-- START Provided records --
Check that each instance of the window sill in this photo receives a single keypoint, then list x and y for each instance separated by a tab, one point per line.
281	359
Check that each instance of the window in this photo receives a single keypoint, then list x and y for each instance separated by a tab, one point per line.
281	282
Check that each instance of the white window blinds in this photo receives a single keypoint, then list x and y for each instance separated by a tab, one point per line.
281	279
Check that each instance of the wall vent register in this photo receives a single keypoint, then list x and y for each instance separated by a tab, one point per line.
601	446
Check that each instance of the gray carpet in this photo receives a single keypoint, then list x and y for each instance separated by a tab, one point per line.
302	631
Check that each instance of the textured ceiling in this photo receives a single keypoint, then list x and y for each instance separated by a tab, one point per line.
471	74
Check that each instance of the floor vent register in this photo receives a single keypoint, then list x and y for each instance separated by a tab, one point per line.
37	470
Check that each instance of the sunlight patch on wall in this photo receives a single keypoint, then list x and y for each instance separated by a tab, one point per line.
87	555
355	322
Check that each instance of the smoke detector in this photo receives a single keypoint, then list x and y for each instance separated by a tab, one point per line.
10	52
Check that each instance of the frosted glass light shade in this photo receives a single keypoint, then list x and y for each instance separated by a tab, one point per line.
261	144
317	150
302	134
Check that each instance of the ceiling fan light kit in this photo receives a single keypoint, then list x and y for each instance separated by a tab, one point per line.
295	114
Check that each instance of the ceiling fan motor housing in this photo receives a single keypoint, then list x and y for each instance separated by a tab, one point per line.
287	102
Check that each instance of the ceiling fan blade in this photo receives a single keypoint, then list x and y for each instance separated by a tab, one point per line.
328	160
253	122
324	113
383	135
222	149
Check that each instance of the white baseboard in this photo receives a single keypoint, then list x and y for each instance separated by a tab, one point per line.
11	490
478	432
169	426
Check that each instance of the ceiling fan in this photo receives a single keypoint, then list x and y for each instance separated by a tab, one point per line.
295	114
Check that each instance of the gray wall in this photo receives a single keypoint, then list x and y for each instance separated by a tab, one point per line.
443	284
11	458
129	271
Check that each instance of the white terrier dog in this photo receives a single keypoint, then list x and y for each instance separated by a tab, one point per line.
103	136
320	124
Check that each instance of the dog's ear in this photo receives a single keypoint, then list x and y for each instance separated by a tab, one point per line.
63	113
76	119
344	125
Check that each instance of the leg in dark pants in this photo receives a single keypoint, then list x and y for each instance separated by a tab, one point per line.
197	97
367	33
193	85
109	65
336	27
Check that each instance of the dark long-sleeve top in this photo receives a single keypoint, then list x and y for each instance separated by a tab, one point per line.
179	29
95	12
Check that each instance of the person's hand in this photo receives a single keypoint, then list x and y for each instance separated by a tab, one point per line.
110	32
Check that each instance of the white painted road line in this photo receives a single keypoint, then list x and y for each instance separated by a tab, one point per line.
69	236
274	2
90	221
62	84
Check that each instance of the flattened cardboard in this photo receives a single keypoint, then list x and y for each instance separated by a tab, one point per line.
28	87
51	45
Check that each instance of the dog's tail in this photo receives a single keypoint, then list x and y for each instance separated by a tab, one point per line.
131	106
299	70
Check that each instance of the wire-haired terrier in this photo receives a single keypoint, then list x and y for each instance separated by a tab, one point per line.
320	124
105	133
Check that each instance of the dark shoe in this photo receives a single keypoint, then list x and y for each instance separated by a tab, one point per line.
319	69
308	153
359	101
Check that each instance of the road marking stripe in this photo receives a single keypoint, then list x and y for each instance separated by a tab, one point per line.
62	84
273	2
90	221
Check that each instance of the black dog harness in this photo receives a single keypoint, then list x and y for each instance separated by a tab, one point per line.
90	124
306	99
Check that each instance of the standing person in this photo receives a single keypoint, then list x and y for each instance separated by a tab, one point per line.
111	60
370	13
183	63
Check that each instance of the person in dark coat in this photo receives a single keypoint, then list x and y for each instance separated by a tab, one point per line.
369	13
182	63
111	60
-- END Provided records --
Exercise details: Extract every line of the data above verbatim, keeping the original order.

Output:
Check that each instance of the window sill in this photo receives a single keypoint, then list x and y for each instance separated by a tab, one point per line.
281	359
Check that each instance of the window in this photo receives a single keypoint, then list x and y for each instance separated by a tab, one point per line.
281	282
Check that each instance of the white window blinds in this photo receives a single keypoint, then list x and y for each instance separated by a tab, one point per line.
281	279
Check that each instance of the wall vent register in this photo receives a single keypoint, then list x and y for each instance separated by a tab, one point per line.
601	446
Check that each instance of the gray carpet in this photo receives a single keypoint, then list x and y for each instance separated by a tab, one point per line.
302	631
Check that each instance of the textured ceiling in this photo receives a single keypoint, then list x and y for each instance separated by a tab, one point per line.
471	74
Check that each instance of the floor vent register in this photo receives a single keypoint, then list x and y for each instance separated by a tab, one point per line.
37	470
Check that each instance of the sunlight patch on wall in this photo receives a single keypoint, then list x and y for each instance separated by a tab, one point per line.
87	555
355	322
Check that each instance of the smoke detector in this photo receives a single keypoint, then list x and y for each instance separated by a tab, one point per line.
10	52
Check that each instance of the frosted glass light shade in this photo receives a single keypoint, then list x and y for each instance separated by a tab, one point per line.
261	144
317	150
302	134
Check that each instance of the ceiling fan light kit in this photo receives a single keypoint, then list x and y for each instance separated by a tab, one point per line.
295	114
Check that each instance of the ceiling fan motor housing in this photo receives a single keypoint, then list x and y for each instance separated by a tab, one point per line.
287	102
Check that each instance of the ceiling fan blade in this photo receives a single keypoint, then list x and y for each instance separated by a tab, one point per line.
328	160
253	122
324	113
383	135
222	149
Check that each instance of the white baseboard in this photo receives a single keypoint, then list x and y for each instance separated by a tab, one point per line.
11	490
478	432
169	426
Check that each instance of the ceiling fan in this photo receives a single keypoint, then list x and y for each instance separated by a tab, one point per line.
295	114
Check that each instance of the gray wall in this photo receives a single keypoint, then list x and y for each instance separated by a tab, one point per line.
443	284
11	458
129	271
Check that each instance of the white terrier dog in this photo receives a single keypoint, then list x and y for each instance separated by a tab, one point per line.
103	136
320	124
Check that each instance of the dog's ear in this photo receives a single keypoint, then list x and y for each instance separated by a tab, one point per line.
63	113
76	119
344	125
Check that each instance of the leg in dark pants in this photo receives a single keypoint, then list x and y for each instance separated by a tab, one point per line.
197	97
367	33
193	85
109	65
336	27
Check that each instance of the dark long-sleeve top in this photo receives a single keypoint, then list x and y for each instance separated by a tab, one point per line.
179	29
95	12
Check that each instance of the person's hand in this photo receives a single keypoint, then list x and y for each instance separated by a tab, one point per line.
110	32
Check that each instance of the white painted road line in this photo receives a single keypoint, then list x and y for each instance separated by a tab, one point per line.
69	236
274	2
90	221
62	84
Check that each instance of the flattened cardboard in this photo receives a single keypoint, then list x and y for each instance separated by a tab, one point per line.
28	87
51	45
Check that each instance of the dog's tail in this photo receives a single keypoint, then list x and y for each instance separated by a tab, one point per line.
131	106
299	70
Check that each instance of the wire-haired terrier in this photo receives a single keypoint, then list x and y for each instance separated by a tab, one point per line.
320	124
105	133
Check that each instance of the dark shoe in this photo receives a single keypoint, then list x and y for each instance separated by a tab, one point per line.
319	69
308	153
359	101
Check that each instance of the road marking stripe in this photo receives a single keypoint, then list x and y for each instance separated by a tab, one point per line.
62	84
273	2
90	221
Check that each instance of the black dog harness in this photo receives a single keypoint, then list x and y for each instance separated by a tab, one point per line.
90	124
306	99
Check that each instance of the standing person in this photo receives a single keypoint, then list x and y for each instance separated by a tab, one point per line.
111	60
370	13
183	63
Check that each instance of the person in dark coat in this photo receives a single keypoint, then list x and y for each instance separated by a tab, one point per line.
369	13
182	63
111	60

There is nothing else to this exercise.